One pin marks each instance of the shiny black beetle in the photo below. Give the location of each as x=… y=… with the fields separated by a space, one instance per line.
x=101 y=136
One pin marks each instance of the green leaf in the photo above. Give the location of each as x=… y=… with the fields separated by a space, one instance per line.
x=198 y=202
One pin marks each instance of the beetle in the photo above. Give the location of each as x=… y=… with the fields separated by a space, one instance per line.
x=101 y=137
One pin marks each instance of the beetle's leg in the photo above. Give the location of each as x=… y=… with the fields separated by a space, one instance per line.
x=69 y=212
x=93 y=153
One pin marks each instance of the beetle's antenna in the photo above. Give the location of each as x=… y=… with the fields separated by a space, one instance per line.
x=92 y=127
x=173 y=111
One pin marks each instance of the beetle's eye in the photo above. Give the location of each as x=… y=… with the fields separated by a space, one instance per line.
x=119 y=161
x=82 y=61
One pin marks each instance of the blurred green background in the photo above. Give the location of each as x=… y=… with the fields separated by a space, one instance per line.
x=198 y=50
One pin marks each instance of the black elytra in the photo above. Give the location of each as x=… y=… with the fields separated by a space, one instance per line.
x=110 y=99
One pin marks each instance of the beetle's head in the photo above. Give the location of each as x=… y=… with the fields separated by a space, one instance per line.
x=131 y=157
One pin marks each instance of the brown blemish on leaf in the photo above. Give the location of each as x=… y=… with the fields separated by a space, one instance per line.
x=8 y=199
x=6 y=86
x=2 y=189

======

Rewrite all of the entries above, putting "dot" wherever "pin" appears and keeping everything else the same.

**Task output**
One dot marks each instance of the shiny black beetle in the photo below. Give the location of each as x=… y=… with the fields separated by a space, one instance per line.
x=101 y=136
One dot marks each instance of the green leaf in the photo above. Give the location of each as x=… y=… with the fields separated by a space, one instance per line.
x=198 y=202
One dot marks each instance of the beetle in the photo above. Give the location of each as x=… y=… with the fields separated by a space, one instance per line.
x=101 y=137
One dot marks each instance of the beetle's leg in the photo above. Give the location of each as x=… y=… with the fields separated by a space, one instance per line.
x=69 y=212
x=93 y=153
One dot marks each instance of the beetle's antenna in the photo above. Give the location of each as x=… y=… with the fields separated by a space, one instance per line.
x=92 y=127
x=173 y=111
One dot marks each instance of the beetle's eye in the photo above. Give the location of each as x=… y=… with the fields separated by a space, one instance per line.
x=119 y=161
x=82 y=61
One dot marks each instance of the blurred green background in the photo above. Give the location of each as x=… y=… with the fields separated by a space, one instance per line.
x=198 y=50
One dot marks each instance of the black elytra in the photo above. Give the location of each as x=… y=… with the fields separated by a space, one instance per line.
x=110 y=99
One dot marks each instance of the beetle's head in the photo above. Give the location of each as x=… y=… with the fields separated by a space, one instance per line.
x=131 y=157
One dot marks each instance of the brown blemish on leaf in the photo above. Give the location of each as x=… y=… with the fields separated by a space, one instance per line.
x=8 y=199
x=6 y=86
x=2 y=189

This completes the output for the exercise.